> **TASK BRIEF**
Scan the entries below and state how many lines contain "clicks". No other output.

> **Stored dataset items**
***

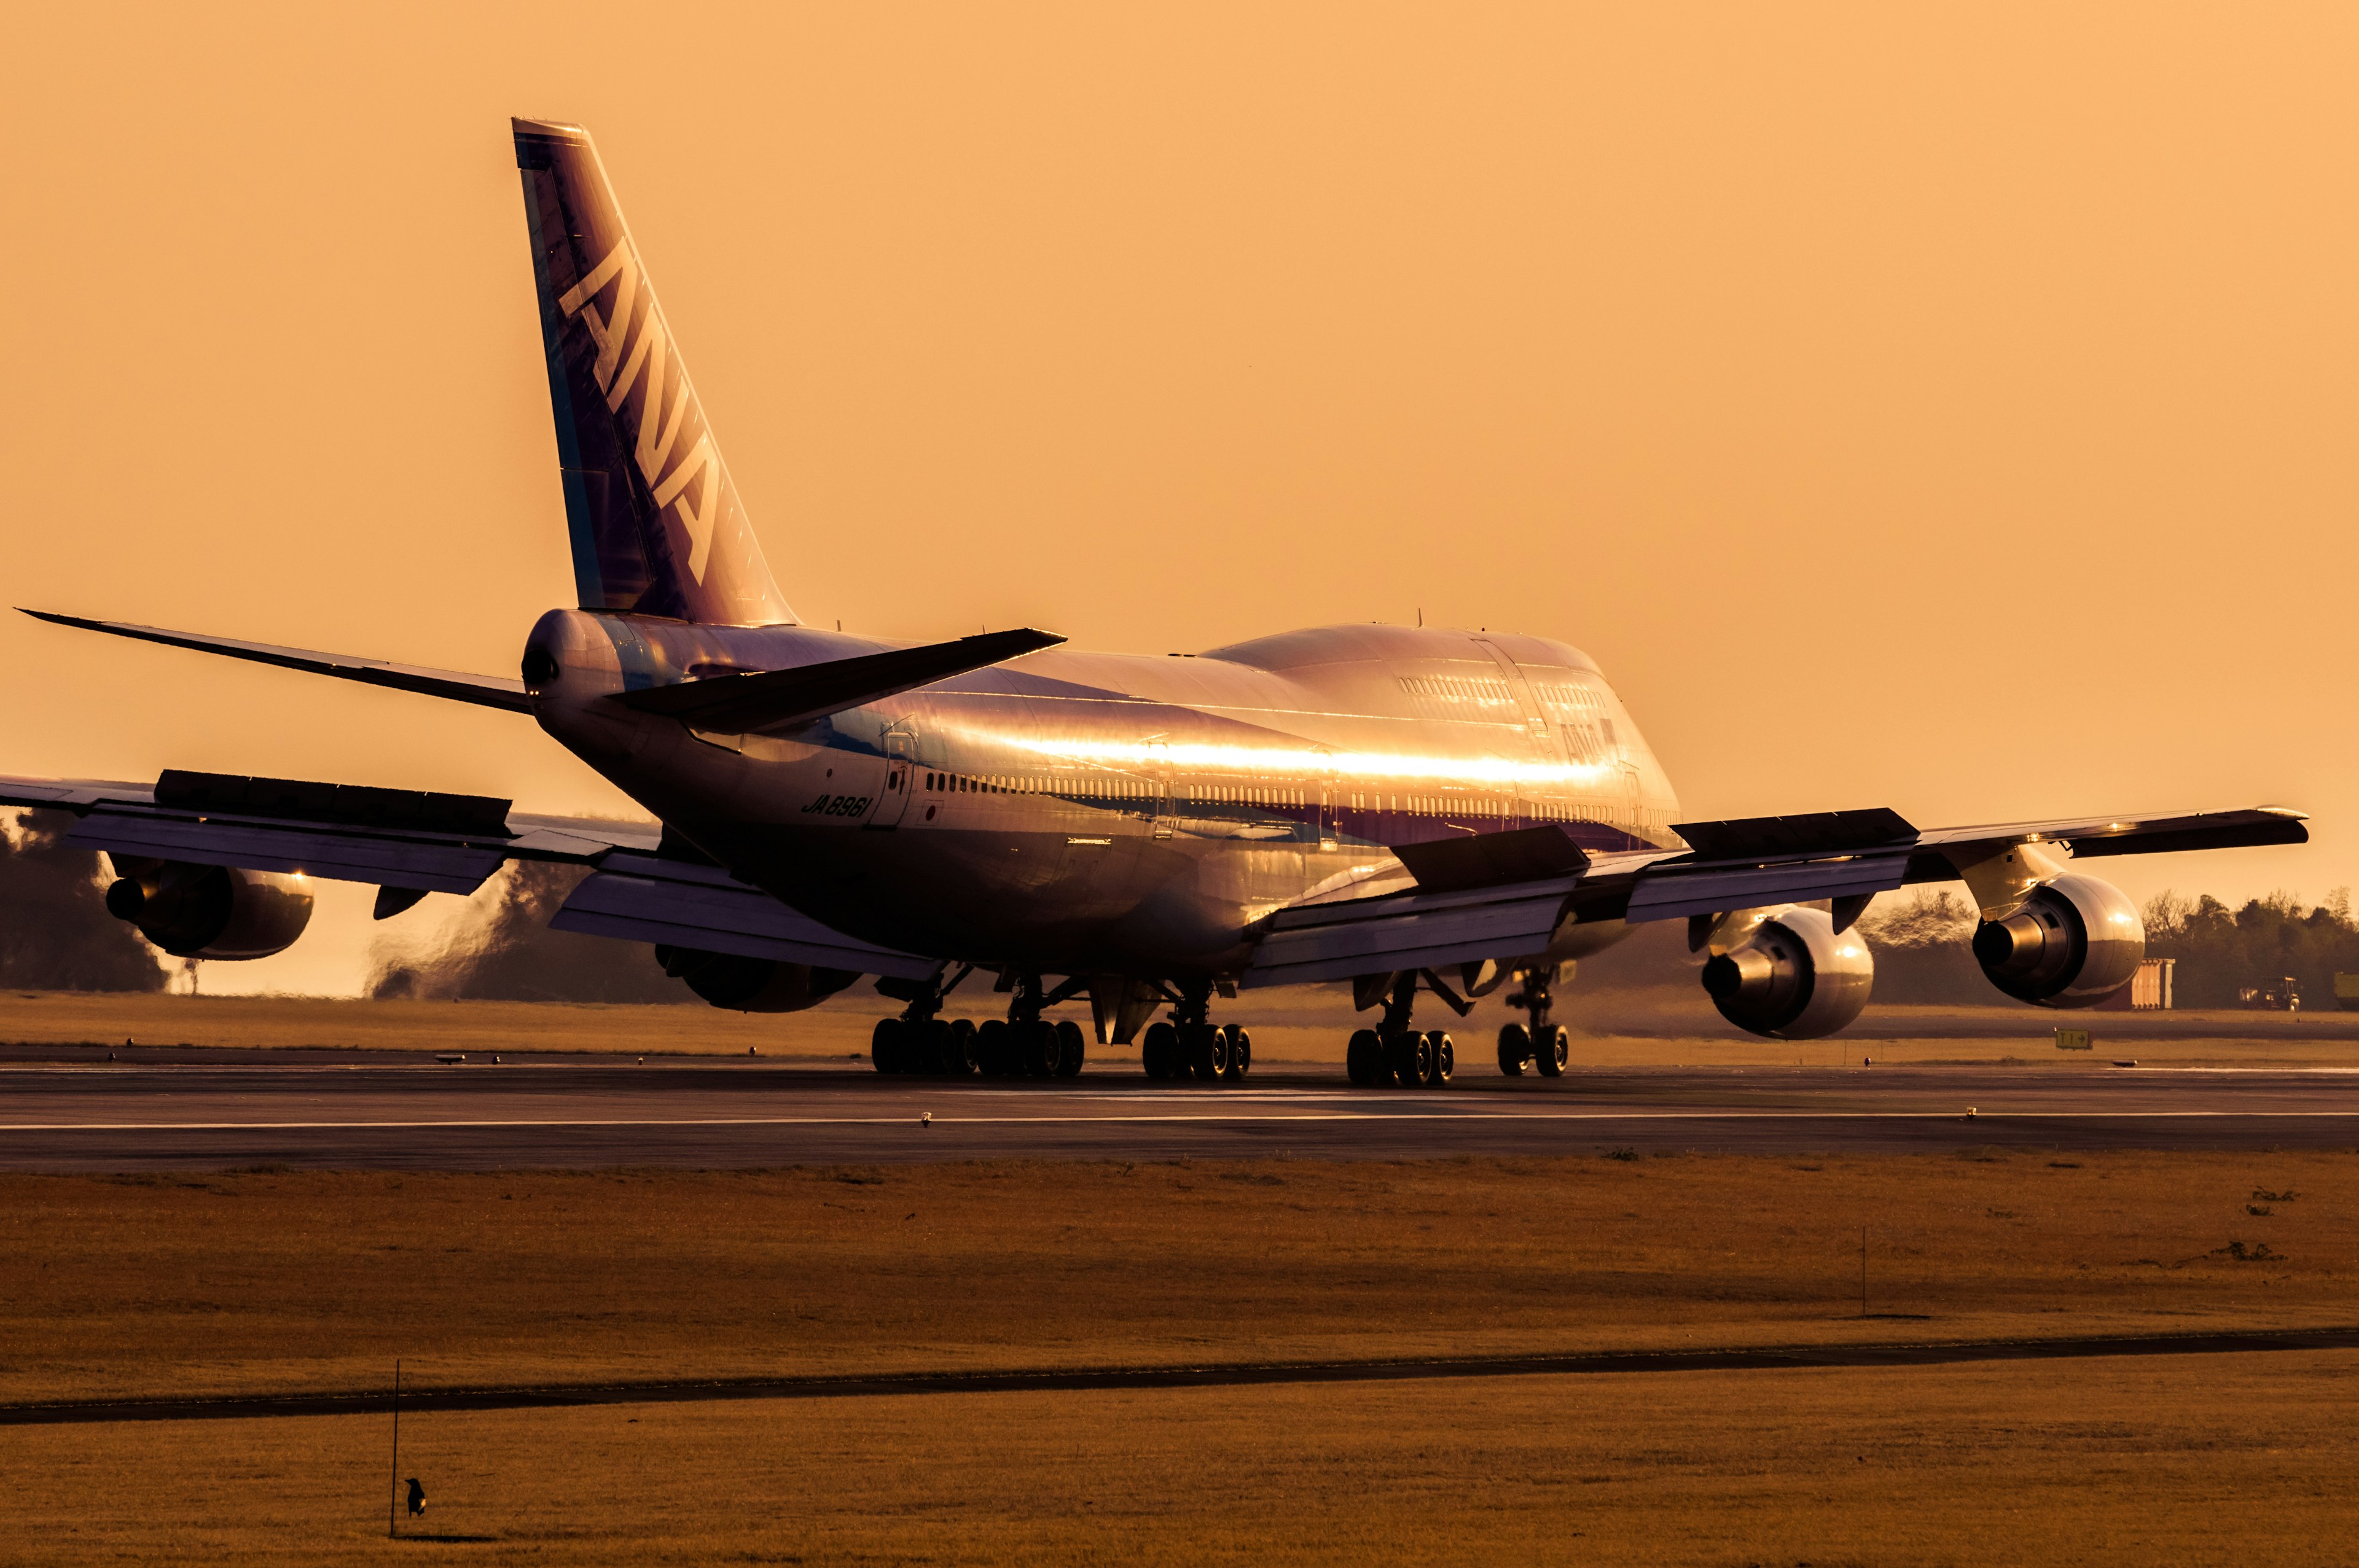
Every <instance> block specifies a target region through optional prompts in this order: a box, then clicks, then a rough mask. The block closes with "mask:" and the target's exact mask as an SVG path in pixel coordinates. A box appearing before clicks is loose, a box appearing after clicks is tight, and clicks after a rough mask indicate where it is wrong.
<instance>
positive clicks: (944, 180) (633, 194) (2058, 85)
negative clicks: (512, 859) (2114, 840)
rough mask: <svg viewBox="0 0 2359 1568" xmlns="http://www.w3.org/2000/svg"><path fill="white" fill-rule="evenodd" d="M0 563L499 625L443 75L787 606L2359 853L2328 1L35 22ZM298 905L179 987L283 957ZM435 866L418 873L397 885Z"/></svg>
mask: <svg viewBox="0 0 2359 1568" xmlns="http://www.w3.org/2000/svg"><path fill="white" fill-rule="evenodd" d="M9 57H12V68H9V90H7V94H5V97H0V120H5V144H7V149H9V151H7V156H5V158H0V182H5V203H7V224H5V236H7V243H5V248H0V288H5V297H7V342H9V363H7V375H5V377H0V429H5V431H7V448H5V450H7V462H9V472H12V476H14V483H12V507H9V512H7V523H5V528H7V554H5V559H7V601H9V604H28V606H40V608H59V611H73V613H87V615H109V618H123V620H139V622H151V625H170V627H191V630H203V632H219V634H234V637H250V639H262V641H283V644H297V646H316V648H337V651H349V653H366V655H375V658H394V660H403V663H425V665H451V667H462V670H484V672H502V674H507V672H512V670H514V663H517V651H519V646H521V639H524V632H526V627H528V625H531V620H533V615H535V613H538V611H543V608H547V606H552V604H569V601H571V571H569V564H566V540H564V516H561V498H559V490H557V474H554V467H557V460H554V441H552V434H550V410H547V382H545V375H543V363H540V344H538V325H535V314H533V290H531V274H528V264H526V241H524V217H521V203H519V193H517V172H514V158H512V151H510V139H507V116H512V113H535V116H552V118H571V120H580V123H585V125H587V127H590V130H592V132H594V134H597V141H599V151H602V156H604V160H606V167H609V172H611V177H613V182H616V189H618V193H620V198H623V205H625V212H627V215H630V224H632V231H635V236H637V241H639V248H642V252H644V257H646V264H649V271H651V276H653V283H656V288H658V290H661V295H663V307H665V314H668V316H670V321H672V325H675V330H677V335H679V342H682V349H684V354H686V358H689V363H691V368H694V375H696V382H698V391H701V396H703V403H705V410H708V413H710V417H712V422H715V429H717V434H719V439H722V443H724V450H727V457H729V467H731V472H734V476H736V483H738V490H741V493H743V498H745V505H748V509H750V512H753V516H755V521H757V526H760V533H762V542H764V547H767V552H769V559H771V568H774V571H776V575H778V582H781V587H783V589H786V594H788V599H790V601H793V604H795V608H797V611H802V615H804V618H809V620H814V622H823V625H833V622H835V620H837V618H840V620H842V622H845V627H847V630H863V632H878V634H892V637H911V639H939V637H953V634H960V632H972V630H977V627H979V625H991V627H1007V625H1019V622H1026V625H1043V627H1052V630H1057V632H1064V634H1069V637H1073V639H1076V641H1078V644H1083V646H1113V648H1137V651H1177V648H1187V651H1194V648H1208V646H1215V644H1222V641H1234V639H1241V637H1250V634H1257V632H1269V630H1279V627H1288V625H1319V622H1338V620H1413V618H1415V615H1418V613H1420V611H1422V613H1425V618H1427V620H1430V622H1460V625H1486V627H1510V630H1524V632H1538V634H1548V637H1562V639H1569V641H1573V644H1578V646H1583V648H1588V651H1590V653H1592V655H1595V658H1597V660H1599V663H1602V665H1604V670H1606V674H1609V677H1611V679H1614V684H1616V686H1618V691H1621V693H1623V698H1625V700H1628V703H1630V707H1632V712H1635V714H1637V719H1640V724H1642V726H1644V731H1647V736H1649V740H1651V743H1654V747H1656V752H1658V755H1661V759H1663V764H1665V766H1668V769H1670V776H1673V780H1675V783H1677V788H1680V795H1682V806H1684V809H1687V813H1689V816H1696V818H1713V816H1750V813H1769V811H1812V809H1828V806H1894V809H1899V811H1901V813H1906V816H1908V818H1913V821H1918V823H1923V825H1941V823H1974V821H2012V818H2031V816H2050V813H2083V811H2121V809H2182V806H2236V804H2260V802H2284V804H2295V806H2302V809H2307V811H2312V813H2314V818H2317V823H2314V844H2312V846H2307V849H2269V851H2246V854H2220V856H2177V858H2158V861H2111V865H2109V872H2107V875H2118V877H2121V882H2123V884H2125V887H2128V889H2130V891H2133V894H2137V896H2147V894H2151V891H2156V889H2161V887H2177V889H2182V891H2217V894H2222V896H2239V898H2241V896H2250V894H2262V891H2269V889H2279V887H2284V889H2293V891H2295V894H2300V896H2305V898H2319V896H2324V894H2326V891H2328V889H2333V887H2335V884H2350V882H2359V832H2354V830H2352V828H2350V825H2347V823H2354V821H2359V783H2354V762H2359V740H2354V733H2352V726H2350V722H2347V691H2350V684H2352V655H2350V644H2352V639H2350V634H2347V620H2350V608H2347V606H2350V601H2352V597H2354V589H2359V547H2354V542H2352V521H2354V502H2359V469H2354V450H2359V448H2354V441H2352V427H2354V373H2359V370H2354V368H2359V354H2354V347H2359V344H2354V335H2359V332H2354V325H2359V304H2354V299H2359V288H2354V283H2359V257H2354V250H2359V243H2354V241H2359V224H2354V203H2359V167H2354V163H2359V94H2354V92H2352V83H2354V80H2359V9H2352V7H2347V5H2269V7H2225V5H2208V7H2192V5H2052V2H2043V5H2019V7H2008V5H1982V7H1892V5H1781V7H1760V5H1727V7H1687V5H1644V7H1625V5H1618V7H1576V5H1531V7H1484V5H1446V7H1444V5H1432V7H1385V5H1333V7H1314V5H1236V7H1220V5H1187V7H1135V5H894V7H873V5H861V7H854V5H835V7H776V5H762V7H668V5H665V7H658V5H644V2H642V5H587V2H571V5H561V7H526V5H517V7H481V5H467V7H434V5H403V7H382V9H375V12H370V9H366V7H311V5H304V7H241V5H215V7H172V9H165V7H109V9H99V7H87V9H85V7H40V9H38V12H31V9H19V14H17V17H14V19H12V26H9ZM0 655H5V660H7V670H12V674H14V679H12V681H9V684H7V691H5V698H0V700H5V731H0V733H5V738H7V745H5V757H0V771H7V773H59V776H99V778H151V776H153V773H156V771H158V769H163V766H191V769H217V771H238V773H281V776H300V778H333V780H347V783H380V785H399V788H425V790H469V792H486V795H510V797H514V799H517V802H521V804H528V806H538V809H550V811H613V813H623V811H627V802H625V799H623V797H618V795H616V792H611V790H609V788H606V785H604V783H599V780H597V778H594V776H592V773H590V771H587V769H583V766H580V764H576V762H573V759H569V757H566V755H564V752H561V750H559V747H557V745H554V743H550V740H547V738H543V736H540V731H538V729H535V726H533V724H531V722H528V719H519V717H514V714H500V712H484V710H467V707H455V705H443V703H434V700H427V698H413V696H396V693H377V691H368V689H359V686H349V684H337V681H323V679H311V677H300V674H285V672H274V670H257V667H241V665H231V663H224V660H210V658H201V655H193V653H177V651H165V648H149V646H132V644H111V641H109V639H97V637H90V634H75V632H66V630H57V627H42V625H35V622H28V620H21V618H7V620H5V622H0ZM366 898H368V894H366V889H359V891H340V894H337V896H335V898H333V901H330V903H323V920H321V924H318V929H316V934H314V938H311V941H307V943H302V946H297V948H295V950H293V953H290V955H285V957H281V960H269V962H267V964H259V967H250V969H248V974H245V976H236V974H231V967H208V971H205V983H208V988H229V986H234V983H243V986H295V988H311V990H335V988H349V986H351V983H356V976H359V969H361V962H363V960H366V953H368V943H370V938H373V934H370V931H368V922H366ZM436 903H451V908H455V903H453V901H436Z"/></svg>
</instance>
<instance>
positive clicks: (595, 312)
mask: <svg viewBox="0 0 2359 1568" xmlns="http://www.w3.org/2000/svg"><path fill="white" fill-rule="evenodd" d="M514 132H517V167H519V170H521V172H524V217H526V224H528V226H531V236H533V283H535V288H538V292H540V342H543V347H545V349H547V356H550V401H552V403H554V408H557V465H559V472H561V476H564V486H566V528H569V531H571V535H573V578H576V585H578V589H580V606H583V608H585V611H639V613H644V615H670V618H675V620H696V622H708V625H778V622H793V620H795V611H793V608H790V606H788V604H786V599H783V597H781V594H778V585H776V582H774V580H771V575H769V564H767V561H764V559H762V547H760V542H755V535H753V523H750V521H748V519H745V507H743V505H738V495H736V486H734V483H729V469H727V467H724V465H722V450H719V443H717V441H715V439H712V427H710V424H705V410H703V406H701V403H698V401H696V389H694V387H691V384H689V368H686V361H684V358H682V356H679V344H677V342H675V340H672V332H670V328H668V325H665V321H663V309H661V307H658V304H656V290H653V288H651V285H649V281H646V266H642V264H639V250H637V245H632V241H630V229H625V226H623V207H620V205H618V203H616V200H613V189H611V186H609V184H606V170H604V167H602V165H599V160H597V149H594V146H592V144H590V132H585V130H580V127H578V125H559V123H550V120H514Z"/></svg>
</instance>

***

> **EXERCISE SOLUTION**
4